**GOAL OF THE EXERCISE:**
Write each entry out once more, please, precisely as shown.

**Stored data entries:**
+++++
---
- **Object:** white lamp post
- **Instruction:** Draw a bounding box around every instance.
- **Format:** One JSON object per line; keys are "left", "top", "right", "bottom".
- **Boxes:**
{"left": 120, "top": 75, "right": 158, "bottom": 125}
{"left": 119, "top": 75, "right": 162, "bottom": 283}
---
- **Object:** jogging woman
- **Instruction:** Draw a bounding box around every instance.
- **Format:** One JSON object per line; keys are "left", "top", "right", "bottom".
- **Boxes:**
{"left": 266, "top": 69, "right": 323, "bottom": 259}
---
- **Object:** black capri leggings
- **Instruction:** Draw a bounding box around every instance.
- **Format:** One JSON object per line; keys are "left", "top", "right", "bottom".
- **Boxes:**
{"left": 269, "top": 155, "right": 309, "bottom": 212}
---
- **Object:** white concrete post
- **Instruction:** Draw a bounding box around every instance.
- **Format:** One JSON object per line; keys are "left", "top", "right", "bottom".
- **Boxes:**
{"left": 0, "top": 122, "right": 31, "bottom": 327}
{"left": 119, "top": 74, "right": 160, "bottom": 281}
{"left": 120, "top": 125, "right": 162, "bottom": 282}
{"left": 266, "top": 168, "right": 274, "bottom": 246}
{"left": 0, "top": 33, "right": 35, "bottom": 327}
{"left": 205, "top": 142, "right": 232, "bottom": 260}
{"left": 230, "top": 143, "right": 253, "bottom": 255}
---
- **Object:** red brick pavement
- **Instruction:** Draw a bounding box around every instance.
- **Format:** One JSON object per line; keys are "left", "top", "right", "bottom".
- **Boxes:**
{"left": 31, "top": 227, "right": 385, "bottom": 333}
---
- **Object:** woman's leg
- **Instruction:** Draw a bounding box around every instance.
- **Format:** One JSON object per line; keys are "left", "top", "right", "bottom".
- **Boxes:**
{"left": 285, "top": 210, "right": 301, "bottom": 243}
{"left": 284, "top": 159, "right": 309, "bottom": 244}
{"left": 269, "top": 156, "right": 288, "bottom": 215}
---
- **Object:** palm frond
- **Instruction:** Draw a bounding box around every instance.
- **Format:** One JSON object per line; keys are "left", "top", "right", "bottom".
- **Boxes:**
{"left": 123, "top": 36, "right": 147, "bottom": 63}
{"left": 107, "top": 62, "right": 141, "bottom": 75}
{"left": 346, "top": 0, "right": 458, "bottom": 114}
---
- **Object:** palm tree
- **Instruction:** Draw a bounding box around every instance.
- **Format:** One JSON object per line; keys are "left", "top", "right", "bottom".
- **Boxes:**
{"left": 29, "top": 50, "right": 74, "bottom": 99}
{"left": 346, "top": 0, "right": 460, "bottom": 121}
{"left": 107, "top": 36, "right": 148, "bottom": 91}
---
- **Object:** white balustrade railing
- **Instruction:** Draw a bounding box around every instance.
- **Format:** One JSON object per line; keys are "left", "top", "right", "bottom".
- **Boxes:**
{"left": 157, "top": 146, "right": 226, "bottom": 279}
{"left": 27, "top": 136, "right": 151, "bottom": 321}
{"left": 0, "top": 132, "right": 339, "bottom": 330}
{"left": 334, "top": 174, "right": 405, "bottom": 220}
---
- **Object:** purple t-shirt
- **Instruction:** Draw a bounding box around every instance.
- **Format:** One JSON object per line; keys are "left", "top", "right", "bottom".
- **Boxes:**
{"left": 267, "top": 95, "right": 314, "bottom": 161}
+++++
**RESULT OF THIS EXERCISE:**
---
- **Object:** white lamp post
- **Instruction:** Draw a bounding box around every instance.
- **Format:** One JSON object per line; keys are "left", "top", "right", "bottom".
- **Boxes:**
{"left": 120, "top": 75, "right": 158, "bottom": 125}
{"left": 119, "top": 75, "right": 162, "bottom": 283}
---
- **Object:** jogging woman
- **Instruction:** Draw a bounding box around every instance.
- **Format:** One JSON object per line; keys are "left", "top", "right", "bottom".
- **Boxes:**
{"left": 266, "top": 69, "right": 323, "bottom": 259}
---
- **Object:** black capri leggings
- **Instruction:** Draw a bounding box around every instance.
- **Format:** One JSON object per line; keys are "left", "top", "right", "bottom".
- **Boxes:**
{"left": 269, "top": 155, "right": 309, "bottom": 212}
---
- **Object:** white concrete post
- **Instruction:** Draw a bounding box around every instance.
- **Format:** One JSON object per line; keys are "left", "top", "right", "bottom".
- **Boxes:**
{"left": 0, "top": 122, "right": 31, "bottom": 327}
{"left": 119, "top": 74, "right": 160, "bottom": 281}
{"left": 120, "top": 125, "right": 162, "bottom": 282}
{"left": 266, "top": 168, "right": 274, "bottom": 246}
{"left": 0, "top": 33, "right": 35, "bottom": 327}
{"left": 205, "top": 142, "right": 232, "bottom": 260}
{"left": 230, "top": 143, "right": 253, "bottom": 255}
---
- **Object:** red brick pavement
- **Instruction:** Draw a bounding box around every instance.
- **Format:** One JSON object per line; keys are "left", "top", "right", "bottom".
- **Boxes:**
{"left": 31, "top": 227, "right": 385, "bottom": 333}
---
- **Object:** woman's leg
- **Instruction:** Draw a bounding box around every instance.
- **Format:** One JSON object per line; keys are "left", "top", "right", "bottom".
- **Boxes:**
{"left": 285, "top": 210, "right": 301, "bottom": 243}
{"left": 284, "top": 159, "right": 309, "bottom": 244}
{"left": 269, "top": 156, "right": 288, "bottom": 215}
---
- **Object:** palm frond
- **Instruction:** Draw a bounding box around every instance.
- **Format:** One JSON object per line; keys are "left", "top", "right", "bottom".
- **Boxes:**
{"left": 123, "top": 36, "right": 147, "bottom": 63}
{"left": 107, "top": 62, "right": 141, "bottom": 75}
{"left": 346, "top": 0, "right": 458, "bottom": 114}
---
- **Object:** palm tree
- **Instruction:** Draw a bounding box around every instance.
- **Format:** One JSON object per line; keys are "left", "top", "right", "bottom".
- **Boxes:**
{"left": 29, "top": 50, "right": 74, "bottom": 99}
{"left": 346, "top": 0, "right": 460, "bottom": 121}
{"left": 107, "top": 36, "right": 148, "bottom": 91}
---
- **Object:** white balustrade railing
- **Instruction:** Draw a bounding box around every instance.
- **Format:** One JSON object per line; keys are "left", "top", "right", "bottom".
- **Boxes:**
{"left": 157, "top": 146, "right": 226, "bottom": 279}
{"left": 27, "top": 136, "right": 151, "bottom": 321}
{"left": 0, "top": 132, "right": 339, "bottom": 330}
{"left": 334, "top": 174, "right": 405, "bottom": 220}
---
- **Object:** purple t-shirt
- **Instruction:** Draw a bounding box around every instance.
- **Format:** One JSON object per line; keys are "left", "top", "right", "bottom".
- **Boxes:**
{"left": 267, "top": 95, "right": 314, "bottom": 161}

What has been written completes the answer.